## [The problem]
Output, word for word, every line from the line with "Target = straw fringe" through the final line of the data below.

Excerpts of pointing data
--- start ---

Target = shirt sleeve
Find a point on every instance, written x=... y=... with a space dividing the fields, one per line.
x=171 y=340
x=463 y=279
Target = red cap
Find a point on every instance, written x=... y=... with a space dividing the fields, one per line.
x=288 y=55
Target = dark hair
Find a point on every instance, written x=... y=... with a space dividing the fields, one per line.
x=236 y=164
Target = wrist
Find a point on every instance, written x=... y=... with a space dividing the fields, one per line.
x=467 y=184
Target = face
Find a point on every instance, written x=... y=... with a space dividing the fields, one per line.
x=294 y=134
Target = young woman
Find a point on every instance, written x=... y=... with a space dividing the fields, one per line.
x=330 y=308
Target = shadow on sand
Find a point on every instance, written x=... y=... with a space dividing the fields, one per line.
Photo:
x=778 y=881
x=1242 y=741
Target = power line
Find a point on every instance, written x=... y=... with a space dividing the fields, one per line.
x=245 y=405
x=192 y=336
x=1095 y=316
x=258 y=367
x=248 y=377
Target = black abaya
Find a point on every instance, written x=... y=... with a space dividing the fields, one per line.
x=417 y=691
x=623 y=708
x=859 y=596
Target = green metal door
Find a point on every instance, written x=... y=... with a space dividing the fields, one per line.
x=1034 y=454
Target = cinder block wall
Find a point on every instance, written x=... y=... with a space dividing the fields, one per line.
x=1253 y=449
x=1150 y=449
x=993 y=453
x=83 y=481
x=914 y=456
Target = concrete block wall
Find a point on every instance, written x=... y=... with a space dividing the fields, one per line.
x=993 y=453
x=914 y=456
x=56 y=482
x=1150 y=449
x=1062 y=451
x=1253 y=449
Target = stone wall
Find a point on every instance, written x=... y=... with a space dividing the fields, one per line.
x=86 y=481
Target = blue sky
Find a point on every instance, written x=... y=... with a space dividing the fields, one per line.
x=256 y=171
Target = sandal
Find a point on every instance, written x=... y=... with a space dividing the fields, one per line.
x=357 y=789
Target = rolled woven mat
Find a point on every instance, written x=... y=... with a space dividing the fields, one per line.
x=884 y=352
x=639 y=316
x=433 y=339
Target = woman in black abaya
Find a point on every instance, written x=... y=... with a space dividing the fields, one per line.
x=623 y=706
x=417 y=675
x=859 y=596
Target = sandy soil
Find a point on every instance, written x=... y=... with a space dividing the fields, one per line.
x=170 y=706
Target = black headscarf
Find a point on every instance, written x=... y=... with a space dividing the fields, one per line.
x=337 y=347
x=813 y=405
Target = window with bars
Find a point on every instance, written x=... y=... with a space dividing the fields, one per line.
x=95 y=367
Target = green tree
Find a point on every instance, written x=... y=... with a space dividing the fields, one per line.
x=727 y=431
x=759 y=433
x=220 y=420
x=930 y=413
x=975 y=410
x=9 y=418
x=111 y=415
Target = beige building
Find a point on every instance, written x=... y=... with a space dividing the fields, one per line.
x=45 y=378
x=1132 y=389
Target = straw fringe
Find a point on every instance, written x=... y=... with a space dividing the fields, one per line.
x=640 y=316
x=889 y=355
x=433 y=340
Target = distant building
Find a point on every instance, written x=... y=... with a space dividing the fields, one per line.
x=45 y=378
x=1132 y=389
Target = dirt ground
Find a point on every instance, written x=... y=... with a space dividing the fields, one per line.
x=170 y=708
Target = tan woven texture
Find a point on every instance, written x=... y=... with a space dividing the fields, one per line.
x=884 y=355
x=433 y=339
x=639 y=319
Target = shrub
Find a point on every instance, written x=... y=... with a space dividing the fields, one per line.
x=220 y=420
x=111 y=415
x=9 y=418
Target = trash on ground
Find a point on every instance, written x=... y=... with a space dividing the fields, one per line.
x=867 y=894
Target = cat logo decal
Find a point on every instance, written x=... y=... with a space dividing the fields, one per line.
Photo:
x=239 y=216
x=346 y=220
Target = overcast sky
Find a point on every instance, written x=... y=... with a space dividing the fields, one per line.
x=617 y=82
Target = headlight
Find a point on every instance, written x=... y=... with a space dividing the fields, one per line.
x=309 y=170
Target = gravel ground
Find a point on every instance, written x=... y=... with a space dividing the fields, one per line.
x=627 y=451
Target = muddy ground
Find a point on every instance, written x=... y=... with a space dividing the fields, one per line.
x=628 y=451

--- end ---

## [Answer to the exercise]
Target = straw fringe
Find a point on every instance, written x=... y=... with a space dividing the fields, one per line.
x=640 y=316
x=889 y=355
x=433 y=340
Target = distant building
Find a point on every instance, written x=... y=... with a space dividing the fields, one per line.
x=45 y=378
x=1132 y=389
Target = dirt ground
Find a point on every instance, written x=... y=... with a space dividing the fields, one per line.
x=170 y=708
Target = tan woven texture
Find a point on every instance, written x=... y=... with a space dividing the fields, one per line.
x=884 y=355
x=433 y=339
x=639 y=319
Target = shrub
Find a point on every instance, written x=... y=... with a space dividing the fields, one per line.
x=220 y=420
x=111 y=415
x=9 y=418
Target = trash on ground
Find a point on every instance, written x=... y=... with a space dividing the fields, one per line.
x=867 y=894
Target = cat logo decal
Find a point on every instance, written x=... y=... with a space dividing the fields, one per line.
Photo:
x=239 y=216
x=346 y=220
Target = overcast sky
Find a point on every instance, written x=... y=... with a space dividing the fields, one per line.
x=617 y=82
Target = headlight
Find a point on every instance, written x=... y=... with a space dividing the fields, one per line.
x=309 y=170
Target = gravel ground
Find a point on every instance, written x=... y=... with a space dividing the fields, one per line.
x=627 y=451
Target = muddy ground
Find a point on every instance, written x=... y=... with a space dividing the fields, one per line.
x=628 y=451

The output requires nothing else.